_WORK REQUIRED:_
Rewrite every one of the items below, replacing "visible part" with "unobscured part" wherever it appears and changing nothing else. Leave the pictures out of your version.

_SUPPLIED ENTRIES:_
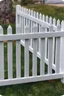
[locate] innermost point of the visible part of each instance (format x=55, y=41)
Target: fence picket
x=26, y=72
x=18, y=60
x=1, y=56
x=10, y=68
x=42, y=52
x=57, y=57
x=50, y=42
x=34, y=69
x=47, y=18
x=26, y=52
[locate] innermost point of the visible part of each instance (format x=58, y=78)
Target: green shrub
x=25, y=2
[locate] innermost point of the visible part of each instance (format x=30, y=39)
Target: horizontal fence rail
x=35, y=52
x=23, y=70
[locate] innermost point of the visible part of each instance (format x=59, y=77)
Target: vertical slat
x=18, y=60
x=40, y=17
x=31, y=25
x=62, y=52
x=57, y=57
x=26, y=66
x=54, y=23
x=34, y=69
x=26, y=54
x=42, y=61
x=10, y=69
x=1, y=56
x=46, y=18
x=50, y=44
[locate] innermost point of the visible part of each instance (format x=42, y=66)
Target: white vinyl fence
x=40, y=35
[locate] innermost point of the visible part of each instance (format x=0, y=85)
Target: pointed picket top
x=9, y=29
x=18, y=7
x=62, y=25
x=50, y=20
x=43, y=17
x=1, y=30
x=54, y=21
x=47, y=18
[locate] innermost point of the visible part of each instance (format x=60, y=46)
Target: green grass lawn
x=57, y=12
x=44, y=88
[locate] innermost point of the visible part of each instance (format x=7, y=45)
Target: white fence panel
x=1, y=56
x=10, y=58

_RESPONSE TO THE TASK:_
[locate] innermost point of the unobscured part of each instance (format x=55, y=41)
Target: fence picket
x=26, y=72
x=18, y=60
x=1, y=56
x=10, y=68
x=42, y=52
x=57, y=57
x=50, y=42
x=34, y=69
x=47, y=18
x=26, y=52
[locate] innermost point of the unobscured part of each instance (format x=58, y=78)
Target: green shrub
x=25, y=2
[locate] innermost point of the unobscured part of each instance (format x=30, y=39)
Target: horizontal fence rail
x=35, y=52
x=23, y=70
[locate] innermost point of the unobscured part of each instance (format x=59, y=77)
Target: vertical slat
x=18, y=60
x=40, y=17
x=31, y=25
x=62, y=52
x=57, y=57
x=26, y=66
x=54, y=23
x=34, y=69
x=26, y=54
x=42, y=61
x=10, y=69
x=1, y=56
x=46, y=18
x=50, y=44
[locate] innermost point of the unobscured part of each instance (format x=42, y=66)
Target: white vinyl fence
x=40, y=35
[locate] innermost point of the unobscured part of each instance (format x=0, y=85)
Target: pointed picket top
x=9, y=29
x=18, y=7
x=62, y=25
x=50, y=20
x=43, y=17
x=1, y=30
x=54, y=21
x=47, y=18
[locate] innermost point of the unobscured part of each instance (format x=60, y=46)
Target: green grass lawn
x=57, y=12
x=44, y=88
[locate] innermost point of the unobscured part of each instance (format x=7, y=45)
Target: white fence panel
x=1, y=56
x=10, y=58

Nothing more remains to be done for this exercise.